*** Opening of PASSAGE FOR REVIEW ***
The Taipei Golden Horse Film Festival drifted to a conclusion in midweek, with project awards presented on Wednesday, followed by Thursday’s festival closing events. These involved a screening of portmanteau film “Tales of Taipei” followed by a sit-down dinner-cum-ceremony with a breezy pair of speeches and no prizes.

The film fortnight then sprang to life again on Saturday evening when the 60th edition of the Golden Horse Film Awards represented a new climax. The winners were to be announced at a ceremony at the Sun Yat-sen Memorial Hall.

For decades the Golden Horse awards had been the most prestigious prize ceremony in the Chinese-language firmament. That high profile has been harder to maintain over the last couple of years, given that the mainland Chinese industry is under government instruction to boycott the event, following a pro-independence speech given by an award winner at the 2018 ceremony.

Parts of the Hong Kong industry have stayed away too. Many Hong Kong film folks find themselves torn between the developing political and financial realities back home and Taiwan’s indie-spirited film industry, which more closely aligns with their own.

But, while politics lurk not far from the event, they do not dominate Taiwan entertainment either.

Unlike South Korea, another East Asian territory living in the shadow of a hostile nuclear-armed neighbor, and where films and TV series regularly delve into politics and recent history, Taiwan cinema struggles to be so direct and brash, and has more seldom tackled such narratives.

The festival’s Malaysian-Taiwanese opening film “Snow in Midsummer” has parallels with Hou Hsiao-hsien’s “City of Sadness” (one of the first films to probe Taiwan’s ‘White Terror’ era) in its examination of the anti-Chinese race riots in Kuala Lumpur that followed a 1969 election. With a presidential election in Taiwan some two months away, the allusions in “Snow” are obvious, but the film is ponderous and tangential.
*** Close of PASSAGE FOR REVIEW ***
*** Opening of RECORD EXTRACTS ***
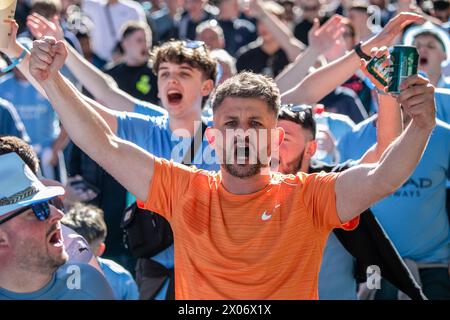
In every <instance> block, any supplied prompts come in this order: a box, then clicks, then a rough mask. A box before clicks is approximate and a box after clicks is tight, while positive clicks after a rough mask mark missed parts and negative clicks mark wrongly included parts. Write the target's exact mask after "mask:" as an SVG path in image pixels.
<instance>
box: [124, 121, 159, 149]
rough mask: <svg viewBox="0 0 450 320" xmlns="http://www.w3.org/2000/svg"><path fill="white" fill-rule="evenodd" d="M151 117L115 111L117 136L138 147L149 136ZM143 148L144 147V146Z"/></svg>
mask: <svg viewBox="0 0 450 320" xmlns="http://www.w3.org/2000/svg"><path fill="white" fill-rule="evenodd" d="M152 125H153V122H152V121H151V118H150V117H148V116H144V115H141V114H137V113H133V112H119V113H117V136H118V137H119V138H121V139H124V140H127V141H130V142H133V143H135V144H137V145H139V146H140V147H144V146H145V142H146V141H148V139H149V138H150V132H151V131H150V127H151V126H152ZM144 149H145V148H144Z"/></svg>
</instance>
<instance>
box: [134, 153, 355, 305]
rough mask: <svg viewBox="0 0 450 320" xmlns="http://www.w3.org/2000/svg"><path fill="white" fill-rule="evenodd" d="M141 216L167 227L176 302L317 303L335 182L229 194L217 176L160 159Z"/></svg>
mask: <svg viewBox="0 0 450 320" xmlns="http://www.w3.org/2000/svg"><path fill="white" fill-rule="evenodd" d="M154 168H155V170H154V175H153V181H152V183H151V185H150V190H149V195H148V197H147V201H146V203H145V204H144V203H142V202H140V206H141V207H144V208H145V209H148V210H151V211H155V212H157V213H159V214H161V215H162V216H164V217H165V218H166V219H167V220H168V221H169V222H170V224H171V226H172V230H173V234H174V245H175V297H176V299H202V300H203V299H207V300H209V299H249V300H252V299H318V278H319V270H320V265H321V261H322V254H323V249H324V246H325V243H326V240H327V238H328V235H329V233H330V231H331V230H332V229H334V228H337V227H338V228H339V227H340V228H344V229H348V230H351V229H353V228H355V227H356V226H357V224H358V221H359V218H355V219H353V220H352V221H350V222H349V223H347V224H342V223H341V222H340V220H339V217H338V215H337V211H336V196H335V191H334V184H335V180H336V177H337V175H338V174H336V173H330V174H325V173H320V174H304V173H299V174H297V175H282V174H276V173H275V174H272V176H271V182H270V184H269V185H268V186H266V187H265V188H264V189H263V190H260V191H258V192H256V193H252V194H247V195H236V194H232V193H230V192H228V191H227V190H225V189H224V187H223V186H222V184H221V176H220V173H216V172H208V171H203V170H198V169H195V168H192V167H187V166H184V165H181V164H177V163H174V162H172V161H170V162H169V161H167V160H164V159H157V160H156V161H155V167H154Z"/></svg>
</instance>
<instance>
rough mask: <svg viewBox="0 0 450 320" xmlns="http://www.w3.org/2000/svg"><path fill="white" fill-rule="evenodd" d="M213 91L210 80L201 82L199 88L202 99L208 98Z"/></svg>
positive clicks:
*** Close of RECORD EXTRACTS ***
◆ EXERCISE INSTRUCTIONS:
a. Name every film title that appears in the Golden Horse festival report.
b. Carry on the Golden Horse festival report from its final sentence.

◆ RESULTS BY TASK:
a. "Tales of Taipei", "Snow in Midsummer", and "City of Sadness".

b.
The ten-unit “Tales” closing film is similarly timid. It is stacked with vignettes of everyday struggles, buzzing mopeds, individual spirituality and sexual allusions – the city’s giant 101 Tower seemingly standing in as a phallic symbol. The screen is populated with a succession of Taiwanese home favorite performers or their likenesses – supermodel-turned actor Lin Chi-ling is represented only as a cardboard cutout – as well as several Hong Kong performers, who may or may not be political refugees.

Yet Taiwan’s pre-election political circus was in high gear this week.

On Thursday, at the same Grand Hyatt hotel where many Golden Horse guests are lodged, two of Taiwan’s opposition, nationalist, China-friendly parties held a press conference that was intended finalize a coalition election ticket. Instead, it exploded into accusations of bad faith and disarray, such that the following day the parties registered separate candidates. That move splits the opposition and boosts the likelihood of Lai Ching-te, the current vice president and presidential candidate for the governing Democratic Progressive Party, winning the election. It also suggests that Netflix’s polished “Wavemakers” series about Taiwan politics is a sanitized depiction.

Going forward, it is not clear whether another DPP president, following incumbent Tsai Ing-wen, first elected in 2016, or a more China-leaning candidate would be better for Taiwan’s film and TV industries.

Tsai’s government has unveiled a succession of policies seemingly designed to use culture and entertainment to give the island territory a larger profile on the world stage. These include the launch of the Taiwan Creative Content Agency (TAICCA), a body that invests in and provides grants for the content industry and organizes the TCCF project pitching and rights market, and the 2021 launch of English-language streaming news platform Taiwan Plus.

TCCF, held for the fourth time earlier this month, was an efficient and bustling convention, that included some 60 film, TV and animation project presentations. It was marked by a succession of intergovernmental and corporate cross-border MOUs.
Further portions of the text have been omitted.